Trecho da página:
No estudo da universidade da Grã-Bretanha, os pesquisadores selecionaram 22 pessoas que trabalhavam e dormiam em horários comuns e fizeram com que elas os invertessem, passando a dormir de dia e a ficar acordadas no período noturno. Os autores do estudo recolheram, no início e no fim da pesquisa, amostras de sangue dos participantes para estudar a atividade de seus genes. Os exames de sangue mostraram que, em horários normais de sono, cerca de 6% dos genes de uma pessoa são precisamente cronometrados para serem mais ou menos ativos em determinadas horas do dia. No entanto, quando os participantes passaram a dormir de dia e trabalhar à noite, esse ajuste preciso foi observado em apenas 1% dos genes. Tanto genes que costumam se expressar de dia quanto os que têm o pico de atividade à noite foram desregulados.

Ex-funcionário de uma empresa da região, Marcelo, que prefere não divulgar o sobrenome, relata que teve de deixar o emprego por problemas pessoais, resultantes do horário de trabalho. Pai de duas meninas, ele explica que, além de não ter acompanhado o crescimento da filha mais nova, as brigas com sua mulher eram constantes, em razão da ausência em encontros familiares ou mesmo o dia a dia do casal. “Isso tudo fez com que meu corpo sentisse o impacto. Passei a dormir mal, isso quando dormia. No dia seguinte não rendia direito no trabalho, porque estava cansado, o que aumentava a tensão também na minha casa. Conversei com minha esposa e resolvi trocar aquele emprego por um cargo de vendas, em que recebo um pouco menos, mas tenho menos problemas de saúde”, declarou.

Efeitos
O profissional que trabalha à noite e dorme durante o dia em uma cidade quente como Ipatinga e não tem dinheiro pra colocar ar-condicionado em sua casa, enfrenta os efeitos do turno. José Mól observa que quem tem a opção do ar refrigerado e também do blecaute na janela, consegue enganar o organismo e descansar, mas e os que não têm e moram numa casa pequena com muito barulho e filho pequeno, passam por momentos difíceis. “Isso vira uma neurose, é comum eu atender aqui no consultório famílias estressadas porque o pai chega de manhã tem que dormir e o filho quer brincar. A família toda dormiu a noite e estão querendo conversar, mas não podem fazer barulho porque o pai está dormindo, e em alguns lares sobra até ‘pancada’ para calar a boca”, relatou.

Conjunto de exercícios:
1. Reproduza palavra por palavra a parte do texto sobre o trabalho noturno entre "No estudo da" e "noite foram desregulados.", inclusive.
2. Dê prosseguimento ao texto sobre o trabalho noturno a partir do ponto em que ele termina.

Dados extraídos:

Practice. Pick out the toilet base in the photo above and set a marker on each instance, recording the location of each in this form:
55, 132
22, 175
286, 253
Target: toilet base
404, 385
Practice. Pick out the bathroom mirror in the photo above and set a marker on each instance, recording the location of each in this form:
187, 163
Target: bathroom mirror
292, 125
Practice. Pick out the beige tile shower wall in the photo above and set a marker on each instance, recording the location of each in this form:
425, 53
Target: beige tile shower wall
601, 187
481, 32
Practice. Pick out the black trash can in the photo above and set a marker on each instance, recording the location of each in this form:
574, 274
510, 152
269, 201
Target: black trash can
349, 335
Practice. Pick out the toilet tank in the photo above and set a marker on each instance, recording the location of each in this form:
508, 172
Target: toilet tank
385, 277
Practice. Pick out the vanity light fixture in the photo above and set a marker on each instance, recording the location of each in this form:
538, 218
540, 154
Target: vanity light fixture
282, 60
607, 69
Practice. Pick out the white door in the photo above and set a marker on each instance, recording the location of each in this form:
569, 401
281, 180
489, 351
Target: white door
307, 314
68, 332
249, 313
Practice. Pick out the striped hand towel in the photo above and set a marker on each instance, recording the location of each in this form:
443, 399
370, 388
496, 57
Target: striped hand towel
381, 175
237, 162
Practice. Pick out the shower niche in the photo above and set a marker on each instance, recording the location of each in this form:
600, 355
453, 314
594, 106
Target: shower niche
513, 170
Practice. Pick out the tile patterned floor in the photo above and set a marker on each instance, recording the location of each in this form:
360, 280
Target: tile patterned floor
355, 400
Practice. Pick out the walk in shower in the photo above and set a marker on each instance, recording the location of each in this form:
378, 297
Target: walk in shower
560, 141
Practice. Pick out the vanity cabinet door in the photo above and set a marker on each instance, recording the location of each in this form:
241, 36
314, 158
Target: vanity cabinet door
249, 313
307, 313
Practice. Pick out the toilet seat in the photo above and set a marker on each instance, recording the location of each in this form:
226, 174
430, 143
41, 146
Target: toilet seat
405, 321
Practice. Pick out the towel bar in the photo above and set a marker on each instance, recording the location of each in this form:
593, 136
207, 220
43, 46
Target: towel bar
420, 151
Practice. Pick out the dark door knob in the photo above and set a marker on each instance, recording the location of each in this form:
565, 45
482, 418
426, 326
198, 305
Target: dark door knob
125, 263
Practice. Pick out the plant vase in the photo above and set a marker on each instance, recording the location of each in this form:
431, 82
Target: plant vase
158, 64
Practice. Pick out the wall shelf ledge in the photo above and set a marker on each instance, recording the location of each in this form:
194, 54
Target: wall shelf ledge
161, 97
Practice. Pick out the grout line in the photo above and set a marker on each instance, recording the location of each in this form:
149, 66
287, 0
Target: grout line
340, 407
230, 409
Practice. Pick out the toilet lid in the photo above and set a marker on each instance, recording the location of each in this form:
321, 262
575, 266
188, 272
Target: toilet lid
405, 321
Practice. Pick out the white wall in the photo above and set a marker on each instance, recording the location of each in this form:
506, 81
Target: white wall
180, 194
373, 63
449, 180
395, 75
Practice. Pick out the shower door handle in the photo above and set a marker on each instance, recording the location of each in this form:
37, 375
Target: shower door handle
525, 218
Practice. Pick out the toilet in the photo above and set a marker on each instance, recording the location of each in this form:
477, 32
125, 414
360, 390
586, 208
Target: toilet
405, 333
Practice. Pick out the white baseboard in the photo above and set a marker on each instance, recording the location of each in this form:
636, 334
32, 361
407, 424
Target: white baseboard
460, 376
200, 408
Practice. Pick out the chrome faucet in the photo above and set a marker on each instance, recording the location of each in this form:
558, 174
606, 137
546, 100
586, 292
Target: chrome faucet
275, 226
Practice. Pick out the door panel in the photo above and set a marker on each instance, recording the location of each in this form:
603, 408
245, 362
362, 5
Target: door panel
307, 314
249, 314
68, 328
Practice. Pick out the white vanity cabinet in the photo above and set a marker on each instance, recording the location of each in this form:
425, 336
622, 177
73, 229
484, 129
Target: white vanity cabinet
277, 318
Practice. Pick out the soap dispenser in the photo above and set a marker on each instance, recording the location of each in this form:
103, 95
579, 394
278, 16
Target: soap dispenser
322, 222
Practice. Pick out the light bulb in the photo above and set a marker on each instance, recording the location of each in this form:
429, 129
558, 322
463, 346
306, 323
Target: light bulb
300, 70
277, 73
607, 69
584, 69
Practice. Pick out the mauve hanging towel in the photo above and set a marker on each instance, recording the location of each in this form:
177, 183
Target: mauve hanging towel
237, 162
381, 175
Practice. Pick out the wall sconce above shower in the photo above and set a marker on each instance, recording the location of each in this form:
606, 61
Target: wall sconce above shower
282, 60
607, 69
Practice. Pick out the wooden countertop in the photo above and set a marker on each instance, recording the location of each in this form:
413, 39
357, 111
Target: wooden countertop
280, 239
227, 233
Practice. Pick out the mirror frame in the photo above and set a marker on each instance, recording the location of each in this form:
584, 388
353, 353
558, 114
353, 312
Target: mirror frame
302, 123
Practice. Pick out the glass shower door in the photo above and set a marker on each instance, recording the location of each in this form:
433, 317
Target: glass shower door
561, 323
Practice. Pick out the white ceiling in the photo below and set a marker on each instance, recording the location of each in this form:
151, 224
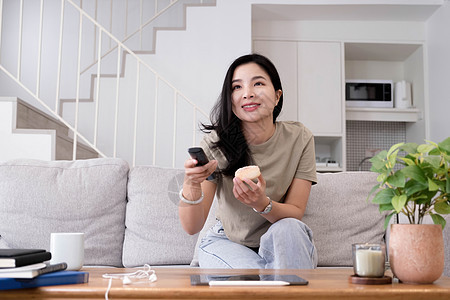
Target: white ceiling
350, 12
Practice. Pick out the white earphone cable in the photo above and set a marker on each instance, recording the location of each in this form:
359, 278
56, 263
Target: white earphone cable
147, 272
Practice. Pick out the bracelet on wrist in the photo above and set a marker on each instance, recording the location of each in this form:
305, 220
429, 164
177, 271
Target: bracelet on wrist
266, 210
190, 201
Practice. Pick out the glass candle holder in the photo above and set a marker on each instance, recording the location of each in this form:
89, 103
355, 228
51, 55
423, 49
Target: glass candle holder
369, 259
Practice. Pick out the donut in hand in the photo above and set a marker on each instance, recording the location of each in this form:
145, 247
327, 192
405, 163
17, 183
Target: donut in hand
250, 172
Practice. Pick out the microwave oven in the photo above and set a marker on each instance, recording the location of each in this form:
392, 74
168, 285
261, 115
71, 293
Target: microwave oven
369, 93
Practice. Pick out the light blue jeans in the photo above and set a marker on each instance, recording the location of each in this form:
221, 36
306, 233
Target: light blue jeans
287, 244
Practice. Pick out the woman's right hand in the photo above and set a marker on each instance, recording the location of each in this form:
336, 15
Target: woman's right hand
195, 175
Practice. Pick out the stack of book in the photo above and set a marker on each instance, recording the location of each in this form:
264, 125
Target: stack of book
26, 268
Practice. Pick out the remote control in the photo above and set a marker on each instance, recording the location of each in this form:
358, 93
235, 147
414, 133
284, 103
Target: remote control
198, 154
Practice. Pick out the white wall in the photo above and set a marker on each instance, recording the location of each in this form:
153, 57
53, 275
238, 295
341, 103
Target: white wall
438, 38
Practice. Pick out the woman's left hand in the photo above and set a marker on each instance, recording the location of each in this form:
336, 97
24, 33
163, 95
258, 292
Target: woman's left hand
250, 193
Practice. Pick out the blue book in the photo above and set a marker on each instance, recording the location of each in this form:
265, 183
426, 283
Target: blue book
55, 278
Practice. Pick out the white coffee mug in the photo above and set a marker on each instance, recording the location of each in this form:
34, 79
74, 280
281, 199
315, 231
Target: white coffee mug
67, 247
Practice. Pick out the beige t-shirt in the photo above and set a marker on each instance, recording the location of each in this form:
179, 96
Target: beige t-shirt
288, 154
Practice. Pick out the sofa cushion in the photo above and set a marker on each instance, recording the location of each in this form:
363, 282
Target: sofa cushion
154, 234
339, 215
40, 197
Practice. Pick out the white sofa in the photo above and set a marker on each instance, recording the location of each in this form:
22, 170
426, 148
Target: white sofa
130, 216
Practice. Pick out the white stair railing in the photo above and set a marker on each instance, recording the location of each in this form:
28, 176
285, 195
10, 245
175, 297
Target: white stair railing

Respostas por item:
1.
No estudo da universidade da Grã-Bretanha, os pesquisadores selecionaram 22 pessoas que trabalhavam e dormiam em horários comuns e fizeram com que elas os invertessem, passando a dormir de dia e a ficar acordadas no período noturno. Os autores do estudo recolheram, no início e no fim da pesquisa, amostras de sangue dos participantes para estudar a atividade de seus genes. Os exames de sangue mostraram que, em horários normais de sono, cerca de 6% dos genes de uma pessoa são precisamente cronometrados para serem mais ou menos ativos em determinadas horas do dia. No entanto, quando os participantes passaram a dormir de dia e trabalhar à noite, esse ajuste preciso foi observado em apenas 1% dos genes. Tanto genes que costumam se expressar de dia quanto os que têm o pico de atividade à noite foram desregulados.

2.
Questionado sobre o que as pessoas perdem com o turno, o médico elenca alguns pontos entre eles a produção hormonal e de substâncias, envelhecimento mais rápido das células, desregulação do sistema de pressão e cardiorrespiratório, além da parte social, uma vez que o trabalhador não pode ir às festas porque tem que trabalhar de madrugada. “Eles perdem no dia seguinte também, porque estão mais sujeitos a cometer erros, falhar, ter sonolência, e sofrer acidentes de trânsito e de toda espécie”, exemplifica.

José Mól explica que, com o trabalho noturno, há uma desregulação dos relógios biológicos, porque o organismo tem tudo bem controlado e vários hormônios são produzidos em determinados horários. Ele explica que as pessoas podem se acostumar com essa desregulação, mas não de forma perfeita. O médico psiquiatra acrescenta que existem dois tipos de pessoas em relação à questão de sono: os matutinos e os vespertinos. Matutinos são aquelas que gostam de levantar cedo e o vespertino gosta de acordar tarde e dormir tarde. “Para o turno, o ideal seria que se escolhesse as pessoas vespertinas, que se adaptariam melhor, se fosse possível num sistema de seleção fazer essa escolha”, destacou.

Dicas
Conforme o médico, a melhor opção para todo mundo que quer dormir bem é ter um quarto silencioso, escuro, com a temperatura adequada, além de desligar o celular. “Fazer um quarto isolado acusticamente seria bom, mas custa dinheiro. Então a pessoa pode usar um tampão nos ouvidos e máscara nos olhos, além de um bom ventilador, se não tiver condições de ter ar-condicionado. Se conseguir algum tempo, atividades físicas também ajudam, além de evitar o café próximo ao horário de dormir, pois, para dormir bem, precisarmos estar cansados, sem estimulantes, sem luz, ruídos e em uma temperatura boa”, concluiu José Mól.